Vereisten >> Geef de items opnieuw weer vanaf het begin tot en met de regel met "(1267, 810)", maar vervang daarin "tactile paving strip" door "guide strip" en laat de rest ongewijzigd. Neem de afbeeldingen niet op in het antwoord.

Te verwerken items >>
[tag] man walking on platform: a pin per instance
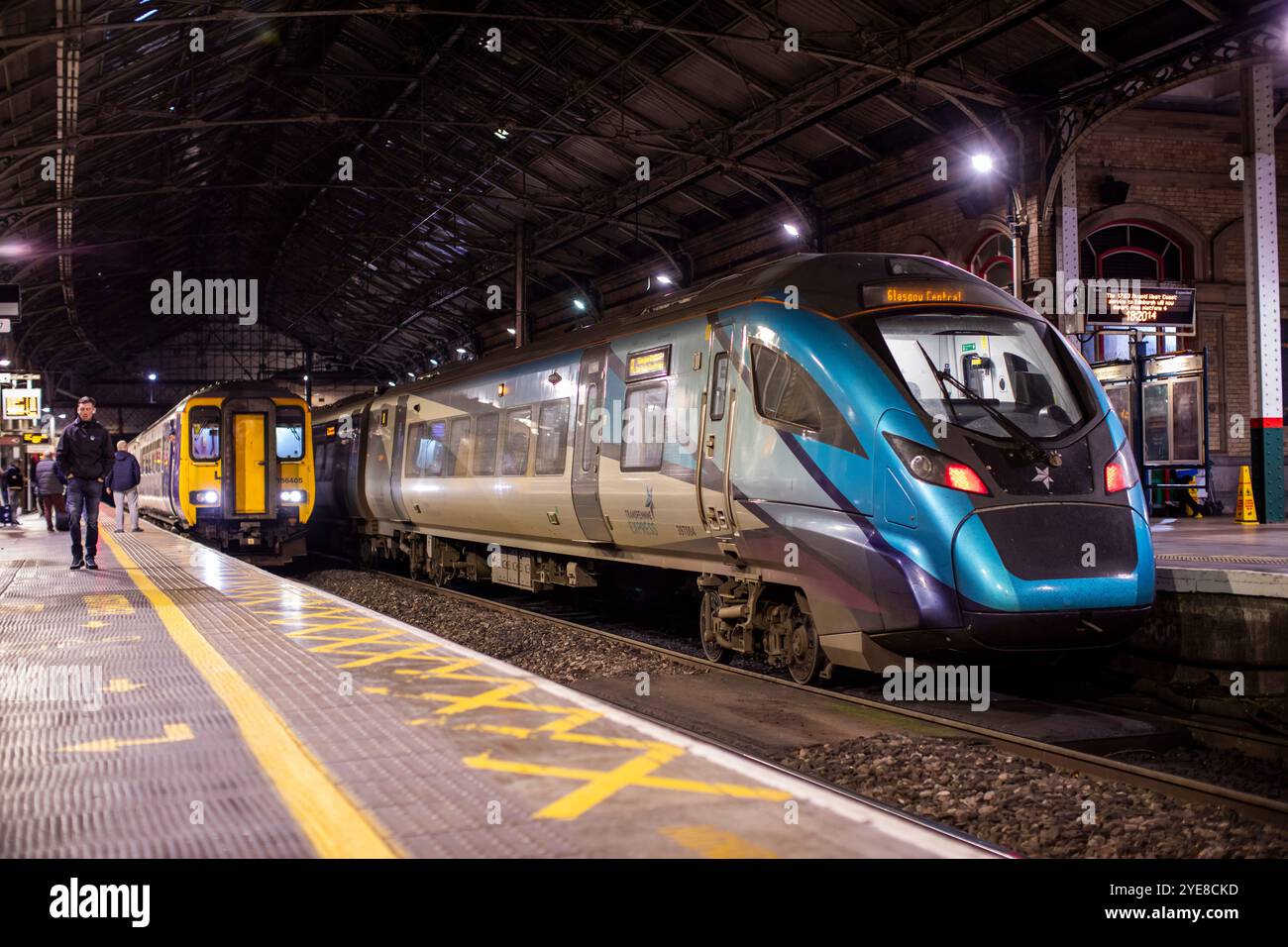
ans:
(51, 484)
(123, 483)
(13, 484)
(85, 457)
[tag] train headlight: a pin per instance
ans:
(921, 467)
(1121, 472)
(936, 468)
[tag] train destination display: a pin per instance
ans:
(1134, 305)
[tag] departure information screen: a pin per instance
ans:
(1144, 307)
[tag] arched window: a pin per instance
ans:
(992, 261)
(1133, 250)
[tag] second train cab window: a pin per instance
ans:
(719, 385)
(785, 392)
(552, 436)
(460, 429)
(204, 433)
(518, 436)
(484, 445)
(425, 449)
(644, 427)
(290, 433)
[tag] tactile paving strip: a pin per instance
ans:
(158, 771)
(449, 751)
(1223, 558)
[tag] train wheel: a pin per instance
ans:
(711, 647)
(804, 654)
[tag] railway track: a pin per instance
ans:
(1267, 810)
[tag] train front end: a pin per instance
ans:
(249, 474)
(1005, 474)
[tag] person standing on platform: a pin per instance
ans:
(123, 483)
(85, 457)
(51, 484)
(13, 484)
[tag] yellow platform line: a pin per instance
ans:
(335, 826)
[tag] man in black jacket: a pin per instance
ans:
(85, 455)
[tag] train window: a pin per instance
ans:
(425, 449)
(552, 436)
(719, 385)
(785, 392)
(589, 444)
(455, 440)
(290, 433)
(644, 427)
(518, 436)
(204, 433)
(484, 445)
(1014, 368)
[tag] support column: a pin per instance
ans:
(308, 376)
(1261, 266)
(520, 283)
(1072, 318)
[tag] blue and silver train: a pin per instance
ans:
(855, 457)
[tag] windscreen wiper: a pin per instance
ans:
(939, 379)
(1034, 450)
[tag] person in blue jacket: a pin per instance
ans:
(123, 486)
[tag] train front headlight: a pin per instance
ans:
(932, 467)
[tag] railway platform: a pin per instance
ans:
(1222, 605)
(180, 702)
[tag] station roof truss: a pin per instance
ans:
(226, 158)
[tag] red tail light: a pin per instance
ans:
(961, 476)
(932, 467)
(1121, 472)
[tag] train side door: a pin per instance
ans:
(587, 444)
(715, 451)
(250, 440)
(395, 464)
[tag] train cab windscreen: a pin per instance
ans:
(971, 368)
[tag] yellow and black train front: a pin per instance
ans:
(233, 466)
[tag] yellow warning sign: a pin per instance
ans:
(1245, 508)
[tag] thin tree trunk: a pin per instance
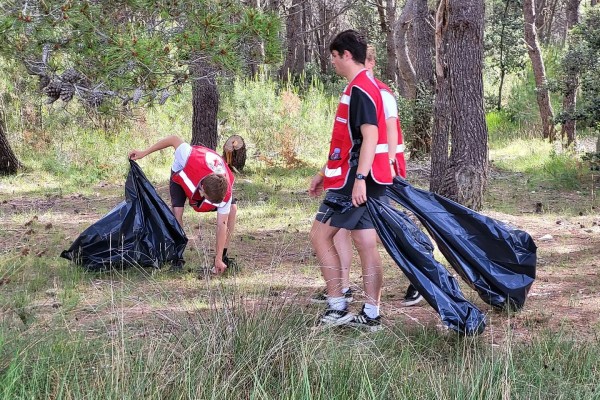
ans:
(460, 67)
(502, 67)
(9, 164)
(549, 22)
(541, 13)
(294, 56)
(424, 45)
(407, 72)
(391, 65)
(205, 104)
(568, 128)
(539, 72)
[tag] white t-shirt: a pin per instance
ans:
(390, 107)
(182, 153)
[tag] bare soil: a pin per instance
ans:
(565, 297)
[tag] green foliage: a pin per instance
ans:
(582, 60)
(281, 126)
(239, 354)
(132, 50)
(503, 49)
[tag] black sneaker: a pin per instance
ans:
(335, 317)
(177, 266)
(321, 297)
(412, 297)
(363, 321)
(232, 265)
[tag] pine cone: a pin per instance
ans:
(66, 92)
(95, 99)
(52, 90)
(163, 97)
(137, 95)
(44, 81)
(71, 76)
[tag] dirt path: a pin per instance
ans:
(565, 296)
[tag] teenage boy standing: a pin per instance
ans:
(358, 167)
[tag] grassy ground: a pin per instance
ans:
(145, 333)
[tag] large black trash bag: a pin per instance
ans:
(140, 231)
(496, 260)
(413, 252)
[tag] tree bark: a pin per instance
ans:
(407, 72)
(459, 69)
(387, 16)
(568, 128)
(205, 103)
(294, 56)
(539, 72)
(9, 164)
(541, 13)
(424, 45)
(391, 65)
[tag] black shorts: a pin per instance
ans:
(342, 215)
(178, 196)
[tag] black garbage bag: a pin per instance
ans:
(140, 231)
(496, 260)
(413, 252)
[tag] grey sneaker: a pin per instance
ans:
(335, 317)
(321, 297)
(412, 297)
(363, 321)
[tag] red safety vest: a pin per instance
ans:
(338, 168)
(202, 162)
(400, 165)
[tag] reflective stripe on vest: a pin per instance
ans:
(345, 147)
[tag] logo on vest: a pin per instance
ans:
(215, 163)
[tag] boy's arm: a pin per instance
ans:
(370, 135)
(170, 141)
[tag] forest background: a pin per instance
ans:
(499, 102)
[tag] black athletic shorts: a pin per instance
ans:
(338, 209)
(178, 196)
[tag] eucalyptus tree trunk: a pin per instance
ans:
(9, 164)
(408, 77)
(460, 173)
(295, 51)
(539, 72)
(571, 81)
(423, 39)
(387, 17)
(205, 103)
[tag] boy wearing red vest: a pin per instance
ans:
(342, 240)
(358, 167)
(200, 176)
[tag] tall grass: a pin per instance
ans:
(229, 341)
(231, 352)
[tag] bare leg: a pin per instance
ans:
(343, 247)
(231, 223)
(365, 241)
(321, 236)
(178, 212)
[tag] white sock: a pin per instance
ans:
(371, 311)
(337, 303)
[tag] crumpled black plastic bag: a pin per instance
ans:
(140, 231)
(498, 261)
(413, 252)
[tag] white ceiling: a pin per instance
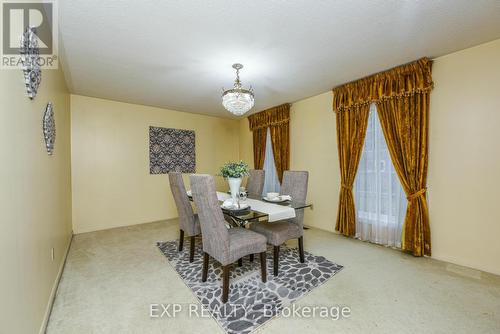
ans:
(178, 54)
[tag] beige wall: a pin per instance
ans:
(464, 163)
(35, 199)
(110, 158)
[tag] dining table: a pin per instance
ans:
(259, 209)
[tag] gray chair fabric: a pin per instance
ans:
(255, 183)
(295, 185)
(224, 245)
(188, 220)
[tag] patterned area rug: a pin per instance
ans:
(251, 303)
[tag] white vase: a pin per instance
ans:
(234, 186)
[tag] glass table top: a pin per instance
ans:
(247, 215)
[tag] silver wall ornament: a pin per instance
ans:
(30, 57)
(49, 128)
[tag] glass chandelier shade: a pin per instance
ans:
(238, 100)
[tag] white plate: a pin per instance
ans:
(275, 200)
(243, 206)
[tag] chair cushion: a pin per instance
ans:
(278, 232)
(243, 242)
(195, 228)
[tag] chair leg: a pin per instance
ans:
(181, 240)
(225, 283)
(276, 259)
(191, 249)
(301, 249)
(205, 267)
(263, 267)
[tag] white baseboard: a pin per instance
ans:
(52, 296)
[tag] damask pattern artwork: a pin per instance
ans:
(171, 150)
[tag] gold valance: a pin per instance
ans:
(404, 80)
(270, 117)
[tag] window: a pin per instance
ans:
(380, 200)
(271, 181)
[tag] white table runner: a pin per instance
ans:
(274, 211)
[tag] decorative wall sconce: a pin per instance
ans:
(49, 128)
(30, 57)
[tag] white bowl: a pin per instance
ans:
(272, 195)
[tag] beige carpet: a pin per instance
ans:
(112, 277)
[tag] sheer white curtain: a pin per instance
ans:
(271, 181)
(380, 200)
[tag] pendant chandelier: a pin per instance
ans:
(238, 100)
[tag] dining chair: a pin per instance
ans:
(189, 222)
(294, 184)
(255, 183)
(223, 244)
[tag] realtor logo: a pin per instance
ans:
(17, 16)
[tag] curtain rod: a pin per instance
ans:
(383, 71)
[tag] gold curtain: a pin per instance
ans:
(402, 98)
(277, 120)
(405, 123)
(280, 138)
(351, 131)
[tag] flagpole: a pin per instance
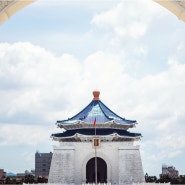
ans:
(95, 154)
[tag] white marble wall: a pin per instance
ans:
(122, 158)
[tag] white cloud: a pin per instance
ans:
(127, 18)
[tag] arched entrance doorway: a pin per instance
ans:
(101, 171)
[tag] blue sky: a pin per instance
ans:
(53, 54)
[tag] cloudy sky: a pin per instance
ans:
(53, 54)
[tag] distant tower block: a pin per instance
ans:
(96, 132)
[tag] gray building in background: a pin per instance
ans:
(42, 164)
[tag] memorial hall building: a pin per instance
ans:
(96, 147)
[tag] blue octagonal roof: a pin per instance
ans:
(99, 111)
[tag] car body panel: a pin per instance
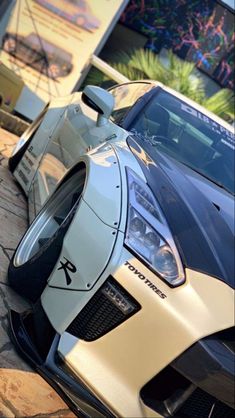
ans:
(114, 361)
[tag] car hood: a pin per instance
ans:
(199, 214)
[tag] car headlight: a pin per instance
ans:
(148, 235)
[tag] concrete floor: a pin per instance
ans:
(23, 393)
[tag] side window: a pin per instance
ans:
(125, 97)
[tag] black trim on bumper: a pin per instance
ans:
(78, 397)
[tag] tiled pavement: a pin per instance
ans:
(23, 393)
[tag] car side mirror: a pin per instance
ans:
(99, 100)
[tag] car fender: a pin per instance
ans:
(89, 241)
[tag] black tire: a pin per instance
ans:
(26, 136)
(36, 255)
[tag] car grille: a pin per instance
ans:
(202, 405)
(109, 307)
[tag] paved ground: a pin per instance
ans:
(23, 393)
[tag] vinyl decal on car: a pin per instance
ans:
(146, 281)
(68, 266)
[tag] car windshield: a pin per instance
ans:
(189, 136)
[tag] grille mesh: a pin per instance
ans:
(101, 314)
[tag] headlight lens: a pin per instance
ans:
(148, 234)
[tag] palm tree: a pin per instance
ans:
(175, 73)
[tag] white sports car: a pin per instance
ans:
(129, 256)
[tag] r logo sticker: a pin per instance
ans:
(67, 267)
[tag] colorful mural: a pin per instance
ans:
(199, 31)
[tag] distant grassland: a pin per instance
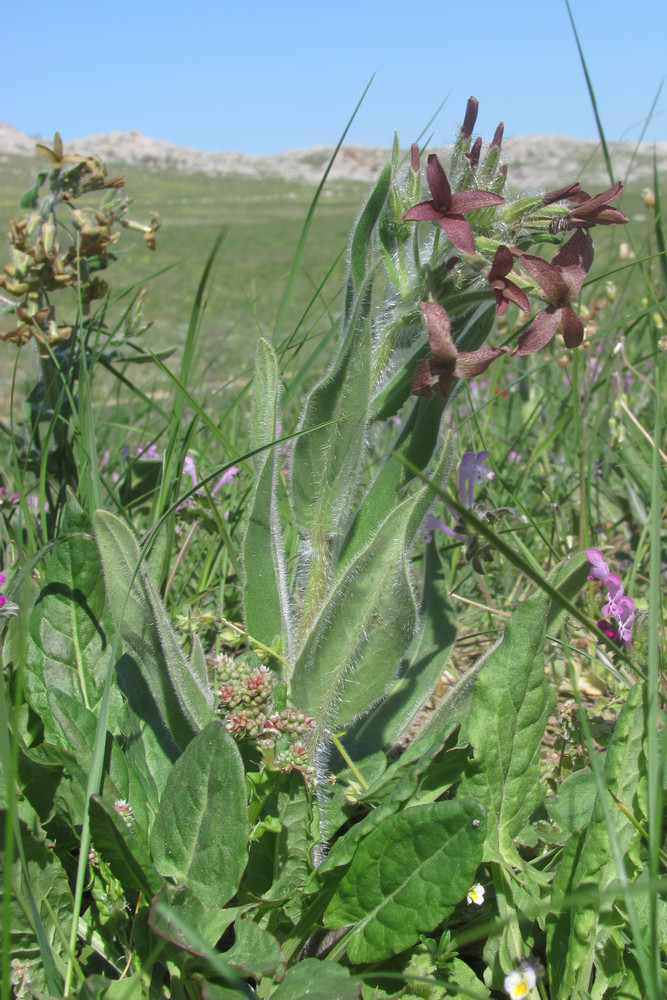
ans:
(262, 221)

Schriftelijk antwoord >>
[tag] man walking on platform: a pin per instance
ans:
(51, 484)
(123, 483)
(13, 484)
(85, 457)
[tag] train headlight: a pin per instance
ans:
(921, 467)
(1121, 472)
(936, 468)
[tag] train destination display: a pin per instance
ans:
(1134, 305)
[tag] departure information screen: a pin per instance
ans:
(1144, 307)
[tag] arched window: a pin per instance
ans:
(992, 261)
(1133, 250)
[tag] second train cab window: a pin per instance
ans:
(719, 385)
(785, 392)
(552, 436)
(460, 429)
(204, 433)
(518, 436)
(484, 445)
(425, 449)
(644, 427)
(290, 433)
[tag] guide strip: a pin per instance
ans:
(158, 771)
(449, 751)
(1223, 558)
[tag] train wheel: a pin per instance
ans:
(711, 647)
(804, 654)
[tag] railway track: a pin per instance
ans:
(1267, 810)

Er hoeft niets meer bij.